■ Exercise brief
Search the records for lines that contain the word "below". Copy them all.

[[ Records for the task open ]]

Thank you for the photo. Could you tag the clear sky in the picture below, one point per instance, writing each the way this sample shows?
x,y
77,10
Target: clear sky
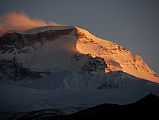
x,y
133,24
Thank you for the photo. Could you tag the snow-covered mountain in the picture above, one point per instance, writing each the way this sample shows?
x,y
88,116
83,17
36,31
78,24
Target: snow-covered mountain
x,y
67,68
40,52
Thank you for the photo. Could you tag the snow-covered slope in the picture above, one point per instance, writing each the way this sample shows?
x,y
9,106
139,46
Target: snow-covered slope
x,y
67,68
115,56
39,53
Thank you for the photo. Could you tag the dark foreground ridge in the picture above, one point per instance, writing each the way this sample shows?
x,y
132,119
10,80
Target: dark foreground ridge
x,y
146,107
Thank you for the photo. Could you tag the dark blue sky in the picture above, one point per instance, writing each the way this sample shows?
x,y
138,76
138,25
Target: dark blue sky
x,y
131,23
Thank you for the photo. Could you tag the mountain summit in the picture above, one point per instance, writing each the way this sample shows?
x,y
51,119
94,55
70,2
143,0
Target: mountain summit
x,y
71,51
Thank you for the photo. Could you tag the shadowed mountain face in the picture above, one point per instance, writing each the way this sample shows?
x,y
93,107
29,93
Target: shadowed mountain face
x,y
60,44
146,107
67,69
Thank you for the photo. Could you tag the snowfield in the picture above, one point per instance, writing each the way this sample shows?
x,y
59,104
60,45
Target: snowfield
x,y
67,68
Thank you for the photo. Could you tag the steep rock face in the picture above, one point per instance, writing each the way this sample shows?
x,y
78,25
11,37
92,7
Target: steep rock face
x,y
66,48
115,56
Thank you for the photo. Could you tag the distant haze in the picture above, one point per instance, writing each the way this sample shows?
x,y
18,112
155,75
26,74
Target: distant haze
x,y
133,24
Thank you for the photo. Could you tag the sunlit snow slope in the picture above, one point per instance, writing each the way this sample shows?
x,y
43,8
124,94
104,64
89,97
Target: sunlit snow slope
x,y
115,56
68,56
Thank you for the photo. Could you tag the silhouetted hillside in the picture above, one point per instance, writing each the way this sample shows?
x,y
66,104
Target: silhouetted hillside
x,y
146,107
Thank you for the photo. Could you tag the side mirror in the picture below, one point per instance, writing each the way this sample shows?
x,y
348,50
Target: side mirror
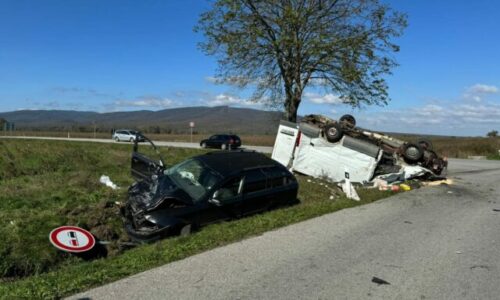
x,y
214,202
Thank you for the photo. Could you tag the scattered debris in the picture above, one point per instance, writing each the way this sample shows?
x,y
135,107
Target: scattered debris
x,y
348,188
405,187
438,182
480,267
323,148
350,191
379,281
107,181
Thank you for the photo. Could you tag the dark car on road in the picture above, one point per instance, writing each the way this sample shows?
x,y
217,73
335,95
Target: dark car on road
x,y
222,141
127,135
201,190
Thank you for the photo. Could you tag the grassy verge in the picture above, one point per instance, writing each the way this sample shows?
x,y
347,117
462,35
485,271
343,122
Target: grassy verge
x,y
45,184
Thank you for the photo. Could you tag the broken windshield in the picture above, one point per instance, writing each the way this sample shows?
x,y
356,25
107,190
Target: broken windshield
x,y
194,178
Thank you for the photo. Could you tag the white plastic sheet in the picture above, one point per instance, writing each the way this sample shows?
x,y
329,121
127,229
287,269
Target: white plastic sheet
x,y
107,181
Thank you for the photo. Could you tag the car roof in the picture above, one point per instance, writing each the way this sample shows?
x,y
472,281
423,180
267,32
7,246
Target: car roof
x,y
228,162
225,134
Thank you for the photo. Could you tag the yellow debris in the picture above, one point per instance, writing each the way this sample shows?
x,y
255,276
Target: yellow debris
x,y
405,187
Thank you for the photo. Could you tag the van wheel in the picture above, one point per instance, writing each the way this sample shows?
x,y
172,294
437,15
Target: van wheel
x,y
412,153
348,121
333,132
426,144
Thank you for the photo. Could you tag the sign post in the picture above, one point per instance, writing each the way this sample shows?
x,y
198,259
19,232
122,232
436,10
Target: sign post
x,y
72,239
191,126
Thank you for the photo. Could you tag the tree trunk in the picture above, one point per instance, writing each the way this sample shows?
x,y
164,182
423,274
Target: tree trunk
x,y
291,107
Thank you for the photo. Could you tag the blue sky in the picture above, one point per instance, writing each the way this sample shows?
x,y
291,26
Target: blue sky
x,y
131,55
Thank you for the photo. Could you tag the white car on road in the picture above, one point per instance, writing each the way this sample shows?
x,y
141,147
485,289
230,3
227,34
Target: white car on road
x,y
127,135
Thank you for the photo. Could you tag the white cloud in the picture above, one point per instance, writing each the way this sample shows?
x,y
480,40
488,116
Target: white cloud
x,y
227,99
455,118
323,99
483,89
478,91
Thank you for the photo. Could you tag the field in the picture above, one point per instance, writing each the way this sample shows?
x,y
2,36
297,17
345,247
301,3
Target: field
x,y
454,147
46,184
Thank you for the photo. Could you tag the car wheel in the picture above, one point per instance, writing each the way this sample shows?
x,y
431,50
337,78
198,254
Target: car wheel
x,y
348,121
185,230
412,153
426,144
333,132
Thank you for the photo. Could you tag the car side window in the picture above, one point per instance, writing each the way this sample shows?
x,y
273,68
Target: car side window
x,y
255,180
277,177
229,190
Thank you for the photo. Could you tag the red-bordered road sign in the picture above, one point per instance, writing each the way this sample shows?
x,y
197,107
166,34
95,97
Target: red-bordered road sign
x,y
72,239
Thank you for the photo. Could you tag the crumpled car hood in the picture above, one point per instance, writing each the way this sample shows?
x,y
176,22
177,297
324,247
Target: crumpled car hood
x,y
149,194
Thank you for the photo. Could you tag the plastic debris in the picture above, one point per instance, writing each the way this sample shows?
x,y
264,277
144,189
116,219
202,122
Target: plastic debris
x,y
379,281
107,181
405,187
349,189
438,182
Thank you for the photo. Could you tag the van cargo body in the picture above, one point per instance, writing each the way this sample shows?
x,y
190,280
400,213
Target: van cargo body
x,y
307,152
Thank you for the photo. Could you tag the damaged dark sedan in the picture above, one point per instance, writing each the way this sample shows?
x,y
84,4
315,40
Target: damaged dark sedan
x,y
201,190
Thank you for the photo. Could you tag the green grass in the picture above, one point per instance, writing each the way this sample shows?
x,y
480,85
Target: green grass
x,y
45,184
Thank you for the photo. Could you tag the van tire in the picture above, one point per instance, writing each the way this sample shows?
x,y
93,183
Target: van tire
x,y
333,132
348,121
412,153
426,144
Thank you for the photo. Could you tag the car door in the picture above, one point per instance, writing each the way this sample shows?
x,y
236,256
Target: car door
x,y
224,203
256,196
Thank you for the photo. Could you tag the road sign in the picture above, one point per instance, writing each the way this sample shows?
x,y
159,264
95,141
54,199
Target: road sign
x,y
72,239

[[ Records for the task closed ]]

■ Exercise output
Thank you for the photo. Could you tag the clear sky in the picture below, one point per instance, writing each the way this sample shows?
Thank you for the photo. Could you tag the side mirror in the picture below, one point per instance, writing each the way this sample shows?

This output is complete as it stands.